§ Tugas Latihan
a: Menurut bacaan latihan tentang mengejar perdamaian, di kota manakah orang-orang Kristen yang memiliki perbedaan sudut pandang itu berada?
b: Daftarkan semua kata dalam bacaan latihan tentang mengejar perdamaian yang menggambarkan keadaan jalan, baik saat baru diaspal maupun setelah waktu berlalu.
c: Lanjutkan bacaan latihan tentang mengejar perdamaian, dimulai setelah kalimat terakhirnya.

§ Bacaan Latihan
’Kejarlah Hal-Hal yang Menghasilkan Perdamaian’
JALAN yang baru diaspal tampak kokoh dan kuat. Namun, seraya waktu berlalu, jalan itu bisa retak-retak dan berlubang-lubang. Perbaikan diperlukan supaya keamanan terjamin dan jalan itu terpelihara.
Demikian pula, hubungan kita dengan orang lain ada kalanya bisa menjadi tegang dan bahkan bisa retak. Rasul Paulus menyadari bahwa ada perbedaan sudut pandang di antara orang-orang Kristen di Roma. Ia menasihati rekan-rekan Kristen, ”Biarlah kita mengejar hal-hal yang menghasilkan perdamaian dan hal-hal yang membina bagi satu sama lain.” (Rm. 14:13, 19) Mengapa perlu ”mengejar hal-hal yang menghasilkan perdamaian”? Bagaimana kita dapat dengan berani dan efektif mengejar perdamaian?

(Data Tercatat)
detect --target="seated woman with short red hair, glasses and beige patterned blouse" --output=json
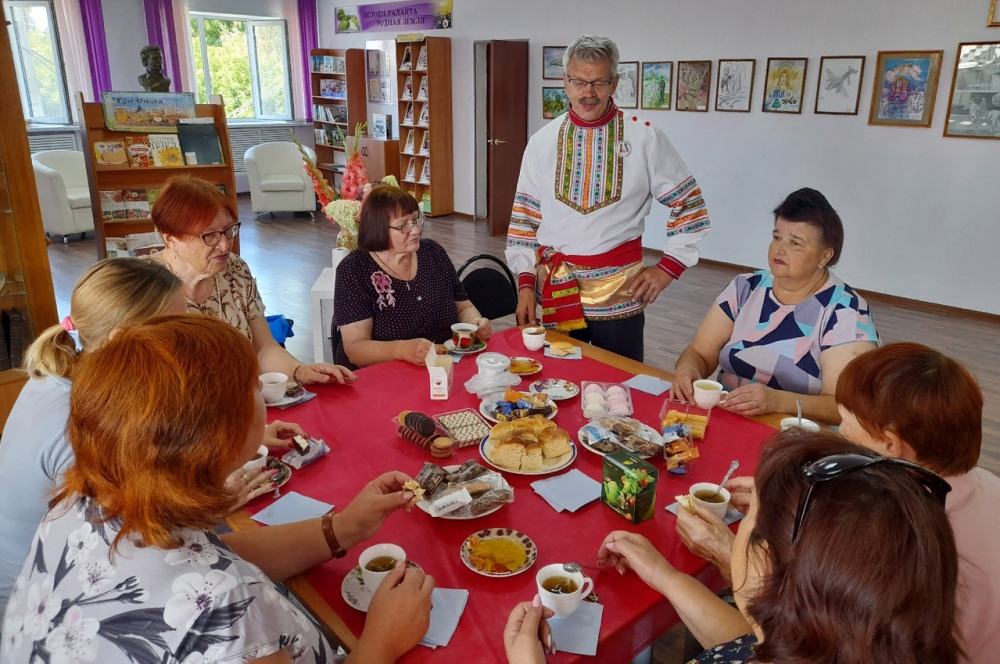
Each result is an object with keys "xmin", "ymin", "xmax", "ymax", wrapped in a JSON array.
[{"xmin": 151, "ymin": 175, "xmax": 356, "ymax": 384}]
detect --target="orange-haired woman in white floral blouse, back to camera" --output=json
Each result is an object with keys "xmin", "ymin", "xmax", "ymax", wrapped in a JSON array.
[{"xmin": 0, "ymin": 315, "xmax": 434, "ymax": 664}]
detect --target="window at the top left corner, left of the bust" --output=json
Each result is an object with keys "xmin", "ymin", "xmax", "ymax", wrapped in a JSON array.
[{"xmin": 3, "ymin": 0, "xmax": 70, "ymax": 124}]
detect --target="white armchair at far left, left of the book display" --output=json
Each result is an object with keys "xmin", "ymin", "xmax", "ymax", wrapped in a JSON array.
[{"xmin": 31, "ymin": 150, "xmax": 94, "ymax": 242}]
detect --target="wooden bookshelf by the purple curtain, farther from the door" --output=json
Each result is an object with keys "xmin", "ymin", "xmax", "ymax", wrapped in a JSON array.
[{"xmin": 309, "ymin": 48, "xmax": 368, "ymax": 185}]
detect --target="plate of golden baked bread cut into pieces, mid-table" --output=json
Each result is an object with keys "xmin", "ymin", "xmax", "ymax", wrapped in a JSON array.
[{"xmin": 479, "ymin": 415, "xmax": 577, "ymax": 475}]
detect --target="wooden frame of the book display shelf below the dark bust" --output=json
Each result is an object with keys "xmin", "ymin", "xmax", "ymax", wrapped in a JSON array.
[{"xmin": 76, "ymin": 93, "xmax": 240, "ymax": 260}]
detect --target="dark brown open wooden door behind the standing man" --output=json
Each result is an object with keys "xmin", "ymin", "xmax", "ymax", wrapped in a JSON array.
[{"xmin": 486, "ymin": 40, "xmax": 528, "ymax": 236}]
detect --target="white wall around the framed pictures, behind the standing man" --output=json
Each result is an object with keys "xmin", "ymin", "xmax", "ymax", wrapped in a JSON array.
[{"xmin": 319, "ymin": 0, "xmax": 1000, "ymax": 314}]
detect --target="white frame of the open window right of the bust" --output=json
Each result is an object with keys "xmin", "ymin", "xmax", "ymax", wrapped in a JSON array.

---

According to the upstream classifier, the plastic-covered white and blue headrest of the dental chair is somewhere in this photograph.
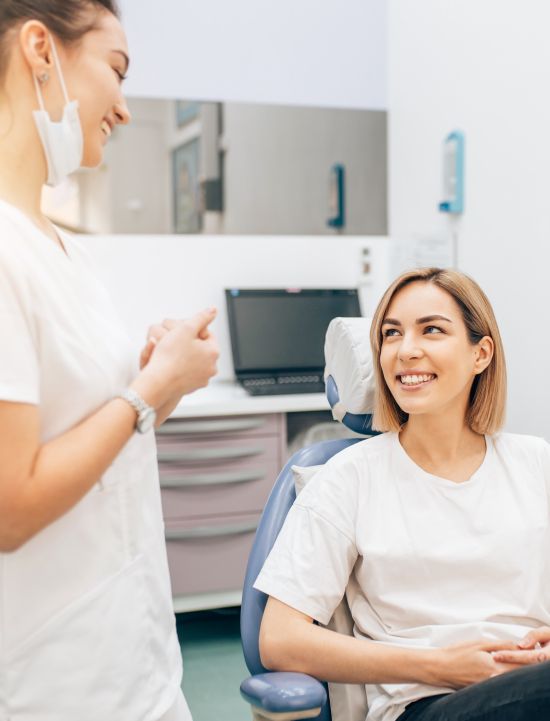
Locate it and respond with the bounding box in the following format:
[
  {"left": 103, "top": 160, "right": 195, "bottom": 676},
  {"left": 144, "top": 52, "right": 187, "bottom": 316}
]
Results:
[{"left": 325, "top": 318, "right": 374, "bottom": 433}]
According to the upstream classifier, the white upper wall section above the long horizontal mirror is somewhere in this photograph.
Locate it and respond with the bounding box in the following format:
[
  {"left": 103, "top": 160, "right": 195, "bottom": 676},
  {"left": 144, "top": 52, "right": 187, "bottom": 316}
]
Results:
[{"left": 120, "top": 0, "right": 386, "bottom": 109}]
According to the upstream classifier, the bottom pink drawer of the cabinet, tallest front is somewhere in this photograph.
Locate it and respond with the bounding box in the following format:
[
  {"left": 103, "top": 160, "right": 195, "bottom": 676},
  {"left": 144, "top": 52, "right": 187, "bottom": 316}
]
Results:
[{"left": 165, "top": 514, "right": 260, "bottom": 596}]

§ Jawaban per Nomor
a: Di Roma.

b: Kokoh, kuat, retak-retak, berlubang-lubang.

c:
Mengapa Perlu Mengejar Perdamaian?
Jika dibiarkan, keretakan kecil di jalan beraspal dapat berkembang menjadi lubang yang berbahaya. Begitu pula, perselisihan pribadi yang tidak diselesaikan dapat berbahaya. Rasul Yohanes menulis, ”Jika seseorang menyatakan, ’Aku mengasihi Allah’, namun membenci saudaranya, ia adalah pendusta. Karena ia yang tidak mengasihi saudaranya yang ia lihat, tidak dapat mengasihi Allah, yang tidak ia lihat.” (1 Yoh. 4:20) Perselisihan pribadi yang tidak diselesaikan akhirnya dapat menyebabkan seorang Kristen membenci saudaranya.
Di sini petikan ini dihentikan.